===== DATA IN THIS EXERCISE =====

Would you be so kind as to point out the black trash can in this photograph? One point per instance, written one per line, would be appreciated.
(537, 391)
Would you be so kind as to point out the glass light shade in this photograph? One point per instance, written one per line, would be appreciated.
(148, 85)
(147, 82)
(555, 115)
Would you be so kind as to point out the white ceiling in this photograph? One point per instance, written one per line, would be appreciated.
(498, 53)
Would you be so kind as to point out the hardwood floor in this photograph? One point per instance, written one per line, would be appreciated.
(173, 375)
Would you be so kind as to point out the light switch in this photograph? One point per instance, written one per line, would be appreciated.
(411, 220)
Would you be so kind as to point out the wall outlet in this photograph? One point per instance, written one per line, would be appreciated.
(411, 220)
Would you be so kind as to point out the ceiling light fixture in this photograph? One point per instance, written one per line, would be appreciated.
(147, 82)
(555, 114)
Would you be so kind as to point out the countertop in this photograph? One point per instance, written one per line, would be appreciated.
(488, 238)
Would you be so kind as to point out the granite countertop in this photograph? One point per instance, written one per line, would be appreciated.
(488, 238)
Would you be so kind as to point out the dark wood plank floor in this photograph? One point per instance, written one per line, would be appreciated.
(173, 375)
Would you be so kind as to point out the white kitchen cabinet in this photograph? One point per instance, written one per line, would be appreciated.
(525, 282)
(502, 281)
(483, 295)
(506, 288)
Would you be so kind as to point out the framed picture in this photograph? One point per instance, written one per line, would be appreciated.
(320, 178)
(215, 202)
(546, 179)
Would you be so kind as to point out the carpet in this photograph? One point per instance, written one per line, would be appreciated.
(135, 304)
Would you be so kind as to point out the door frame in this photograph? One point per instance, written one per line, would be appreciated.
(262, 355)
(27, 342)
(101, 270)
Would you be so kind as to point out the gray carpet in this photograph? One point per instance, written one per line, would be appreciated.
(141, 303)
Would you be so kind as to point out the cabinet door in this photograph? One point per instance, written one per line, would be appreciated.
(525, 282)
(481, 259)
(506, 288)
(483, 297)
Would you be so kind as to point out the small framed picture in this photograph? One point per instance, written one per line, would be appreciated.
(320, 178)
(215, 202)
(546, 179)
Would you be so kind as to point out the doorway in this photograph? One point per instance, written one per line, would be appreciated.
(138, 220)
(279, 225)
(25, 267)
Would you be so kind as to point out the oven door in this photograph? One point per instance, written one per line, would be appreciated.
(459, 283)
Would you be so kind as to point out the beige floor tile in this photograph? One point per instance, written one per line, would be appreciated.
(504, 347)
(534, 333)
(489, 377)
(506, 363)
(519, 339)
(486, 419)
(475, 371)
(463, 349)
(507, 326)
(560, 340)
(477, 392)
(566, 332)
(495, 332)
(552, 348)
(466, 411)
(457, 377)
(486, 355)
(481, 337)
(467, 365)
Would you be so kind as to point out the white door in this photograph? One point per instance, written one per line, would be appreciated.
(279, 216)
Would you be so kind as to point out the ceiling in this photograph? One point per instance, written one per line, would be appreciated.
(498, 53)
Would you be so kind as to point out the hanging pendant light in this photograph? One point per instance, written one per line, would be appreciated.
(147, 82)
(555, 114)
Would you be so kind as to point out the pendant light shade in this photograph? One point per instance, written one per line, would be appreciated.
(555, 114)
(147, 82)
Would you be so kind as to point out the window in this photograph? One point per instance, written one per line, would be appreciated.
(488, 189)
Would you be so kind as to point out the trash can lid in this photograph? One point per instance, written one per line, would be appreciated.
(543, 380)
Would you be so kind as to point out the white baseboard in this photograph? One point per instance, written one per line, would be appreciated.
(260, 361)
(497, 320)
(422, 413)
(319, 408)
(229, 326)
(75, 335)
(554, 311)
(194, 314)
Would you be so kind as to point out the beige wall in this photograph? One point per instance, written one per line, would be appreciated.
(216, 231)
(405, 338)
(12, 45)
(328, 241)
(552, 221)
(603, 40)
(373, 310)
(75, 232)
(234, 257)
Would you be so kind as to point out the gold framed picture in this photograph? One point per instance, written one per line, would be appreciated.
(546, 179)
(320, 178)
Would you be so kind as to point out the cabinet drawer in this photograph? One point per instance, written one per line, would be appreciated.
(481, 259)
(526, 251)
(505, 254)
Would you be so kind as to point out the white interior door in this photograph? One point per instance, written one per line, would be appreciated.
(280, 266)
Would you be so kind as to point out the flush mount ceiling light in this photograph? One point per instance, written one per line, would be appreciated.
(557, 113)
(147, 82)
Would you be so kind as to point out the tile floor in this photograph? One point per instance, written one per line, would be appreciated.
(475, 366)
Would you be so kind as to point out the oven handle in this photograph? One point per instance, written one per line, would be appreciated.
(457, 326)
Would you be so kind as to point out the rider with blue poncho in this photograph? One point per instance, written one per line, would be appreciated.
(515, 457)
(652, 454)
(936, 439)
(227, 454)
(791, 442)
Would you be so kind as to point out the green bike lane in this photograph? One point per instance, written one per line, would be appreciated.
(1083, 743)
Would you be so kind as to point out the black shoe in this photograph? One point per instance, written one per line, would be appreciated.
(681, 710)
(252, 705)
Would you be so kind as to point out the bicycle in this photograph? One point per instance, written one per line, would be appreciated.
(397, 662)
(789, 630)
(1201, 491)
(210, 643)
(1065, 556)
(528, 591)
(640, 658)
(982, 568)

=====

**PROBLEM TO SOLVE:**
Take the line in which "the oven handle" occurs and each subsequent line through the end; give these lines again without alteration.

**RESPONSE BELOW:**
Would you be so kind as to point out the oven handle in this photograph? One point per instance, written one per line, would be appreciated.
(457, 326)
Would you be so kind as to point out the rider with blue poncho in this photograph? One point per instance, written one per line, would be appreciated.
(515, 457)
(652, 454)
(936, 439)
(227, 454)
(791, 442)
Would you be so kind as to point out the green bike lane in this photograph? One point per instance, written one per line, would be appreciated.
(1083, 743)
Would you be so kind as to point out the black shoe in this photograph? One point per instance, written one per line, would be appreciated.
(681, 710)
(252, 705)
Would you be so kind as to point out the bicycle in this photograph? One point per instance, written one per line, would be appreciated.
(397, 662)
(789, 630)
(1201, 491)
(210, 643)
(1065, 556)
(528, 591)
(640, 658)
(982, 568)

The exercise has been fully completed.